> _Exercise brief_
Select each line of the data below that contains the string "door" and copy those lines out in full. Case counts when matching.

> _Saved entries_
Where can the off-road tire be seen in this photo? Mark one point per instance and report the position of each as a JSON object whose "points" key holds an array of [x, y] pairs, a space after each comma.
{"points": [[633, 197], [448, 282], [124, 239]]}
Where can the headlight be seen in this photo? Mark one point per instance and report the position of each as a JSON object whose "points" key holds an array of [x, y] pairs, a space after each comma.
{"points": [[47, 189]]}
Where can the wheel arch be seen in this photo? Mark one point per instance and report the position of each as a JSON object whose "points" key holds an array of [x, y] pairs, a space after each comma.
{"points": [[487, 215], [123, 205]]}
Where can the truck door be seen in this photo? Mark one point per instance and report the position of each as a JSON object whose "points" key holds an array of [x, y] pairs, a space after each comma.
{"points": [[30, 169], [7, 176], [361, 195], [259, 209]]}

==

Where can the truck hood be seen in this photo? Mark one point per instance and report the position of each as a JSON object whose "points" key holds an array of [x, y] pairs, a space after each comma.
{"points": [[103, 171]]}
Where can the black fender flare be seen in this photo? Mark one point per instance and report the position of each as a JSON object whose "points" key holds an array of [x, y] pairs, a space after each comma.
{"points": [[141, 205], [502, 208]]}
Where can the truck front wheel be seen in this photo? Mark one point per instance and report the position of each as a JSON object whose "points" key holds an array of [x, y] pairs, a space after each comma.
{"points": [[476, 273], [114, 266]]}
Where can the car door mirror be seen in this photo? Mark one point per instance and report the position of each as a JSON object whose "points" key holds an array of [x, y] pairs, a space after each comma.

==

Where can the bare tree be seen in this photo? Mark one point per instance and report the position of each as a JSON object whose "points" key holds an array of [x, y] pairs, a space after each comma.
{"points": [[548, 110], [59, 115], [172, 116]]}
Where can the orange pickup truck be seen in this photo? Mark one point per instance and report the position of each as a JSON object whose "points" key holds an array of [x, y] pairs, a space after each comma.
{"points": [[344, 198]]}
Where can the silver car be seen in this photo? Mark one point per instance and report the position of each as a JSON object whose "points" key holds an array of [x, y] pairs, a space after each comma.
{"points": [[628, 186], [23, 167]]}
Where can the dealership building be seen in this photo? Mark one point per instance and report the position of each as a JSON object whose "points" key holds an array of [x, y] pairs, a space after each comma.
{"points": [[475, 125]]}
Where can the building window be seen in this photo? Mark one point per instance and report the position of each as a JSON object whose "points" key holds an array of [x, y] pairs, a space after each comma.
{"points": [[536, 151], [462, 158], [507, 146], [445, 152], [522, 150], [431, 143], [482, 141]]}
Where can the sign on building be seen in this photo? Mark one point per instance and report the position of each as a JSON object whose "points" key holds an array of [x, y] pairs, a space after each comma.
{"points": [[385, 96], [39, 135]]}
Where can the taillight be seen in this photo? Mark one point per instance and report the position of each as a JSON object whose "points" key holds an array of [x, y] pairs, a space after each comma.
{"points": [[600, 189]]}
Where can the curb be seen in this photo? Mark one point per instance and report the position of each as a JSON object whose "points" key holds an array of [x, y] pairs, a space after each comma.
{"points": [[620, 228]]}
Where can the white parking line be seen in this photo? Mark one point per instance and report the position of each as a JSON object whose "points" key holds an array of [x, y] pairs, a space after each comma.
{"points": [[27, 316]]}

> _Output of the task_
Where can the truck door be seen in this photo? Mark one point per instance and report the position of each as a JSON object whose "points" key holds an array of [x, y] pairs, a space after each comma.
Where can the car door mirror be seen in this photo? Mark one point per instance and report the position of each as a JSON object whose "points" key holds an array of [x, y] pairs, a space after each comma.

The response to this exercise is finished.